◆ TEXTAUSZUG
================================
Christian Lindner wollte ausgerechnet bei der Entschädigung für Holocaustüberlebende sparen

Es gibt leider nur noch etwa 200.000 Holocaustüberlebende. Dabei sind 90 Prozent dieser Zeitzeugen bereits über 80 Jahre alt und jeden Tag werden es weniger. Beschämenderweise leben viele in Armut und sind auf Lebensmittelspenden angewiesen. Ausgerechnet bei ihnen wollte der deutsche Finanzminister Christian Lindner (FDP) instinktlos bezüglich der Höhe der Entschädigungszahlungen den Rotstift ansetzen. Mit Verweis auf die Schuldenbremse wollte Lindner ohne jedes geschichtsbezogene Fingerspitzengefühl bis zuletzt und auch gegen die Skrupel von Teilen seiner eigenen Regierungskoalition an dieser Politik festhalten. Ein unwürdiger Akt eines deutschen Ministers, der es, wie aus Funk und Fernsehen sattsam bekannt, privat und für sich eher luxuriös mag. (JR)

Von Deborah Ryszka

Während der Coronazeit war es nicht wirklich gut um die Vernunft bestellt: Einerseits voreilige Entschlüsse und übervorsichtige Lockerungen bei den politischen Entscheidungsträgern. Andererseits die Lust an liebedienerischer Unterwerfung - zumindest bei einem Teil der Bevölkerung. Jetzt hat sich auch noch die politische Kompetenz in Quarantäne begeben: Steigende Energie- und Gaspreise, steigende Inflation, steigende Pauperisierung. Weit und breit ist einfach kein Ende in Sicht.

Und der Staat? Während er der breiten Bevölkerung mit Energiepauschale und anderen „Schutzschirmen“ nicht mehr als Almosen-Pakete „schnürt“, inszeniert sich „Vater Staat“ gleichzeitig als helfender Ritter in scheinender Rüstung. „You‘ll never walk alone“, ertönte es bekanntermaßen von den Lippen unseres Bundeskanzlers. Was er damit tatsächlich meinte: „we‘ll never walk alone“. Wobei mit „we“ der aufgeblähte Staatsapparat um Scholz und Konsorten gemeint ist. Dieser profitiert tatsächlich von den steigenden Preisen.

Je mehr die Preise steigen, desto mehr an Steuern kassiert er auch ein. Die Steuereinnahmen sprudeln nur so vor sich hin. Daher können die Bundesministerien für das nächste Jahr mit mehr Geld rechnen. Gesundheitsminister Karl Lauterbach etwa erhält 2,4, Milliarden Euro zusätzlich. Ebenso Finanzminister Christian Lindner. Er kann sich über zusätzliche 10 Milliarden mehr freuen, mit denen er in die Aktienrente einsteigen kann.
================================
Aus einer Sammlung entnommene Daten
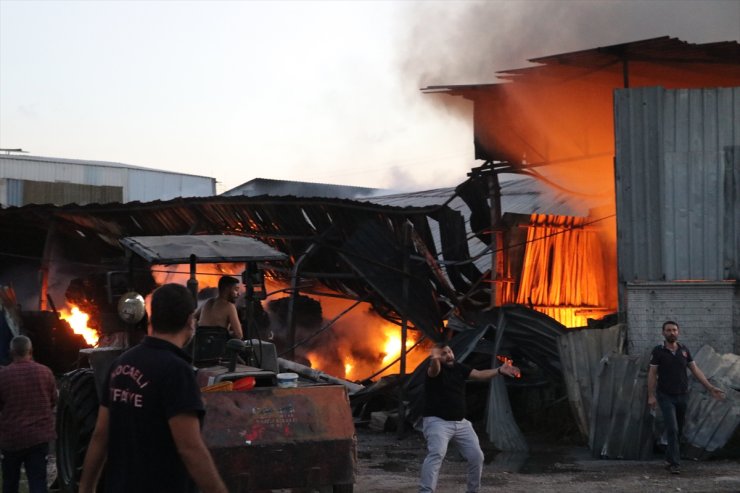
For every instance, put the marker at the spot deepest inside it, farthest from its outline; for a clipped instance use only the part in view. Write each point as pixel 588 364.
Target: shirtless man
pixel 221 311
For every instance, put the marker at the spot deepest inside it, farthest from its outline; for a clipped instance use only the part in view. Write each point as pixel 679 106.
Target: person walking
pixel 148 428
pixel 444 415
pixel 28 395
pixel 668 388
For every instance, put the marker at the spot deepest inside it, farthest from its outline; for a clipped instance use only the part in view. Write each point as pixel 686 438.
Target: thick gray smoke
pixel 467 42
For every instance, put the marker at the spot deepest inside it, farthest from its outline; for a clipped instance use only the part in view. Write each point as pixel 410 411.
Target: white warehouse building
================================
◆ ZU ERLEDIGEN
**1.** Zähle alle Personen auf, die im Textauszug über Christian Lindner mit Namen genannt werden.
**2.** Schreib die Zeilen der Einträge von der Zeile mit „pixel 410 411.“ bis zum Ende der Einträge als JSON-Liste von Zeichenketten um, eine Zeichenkette pro Zeile und ohne Leerzeilen.

◆ DIE LÖSUNGEN
**1.** Christian Lindner, Deborah Ryszka, Scholz, Karl Lauterbach

**2.**
[
  "For every instance, put the marker at the spot deepest inside it, farthest from its outline; for a clipped instance use only the part in view. Write each point as pixel 410 411.",
  "Target: white warehouse building"
]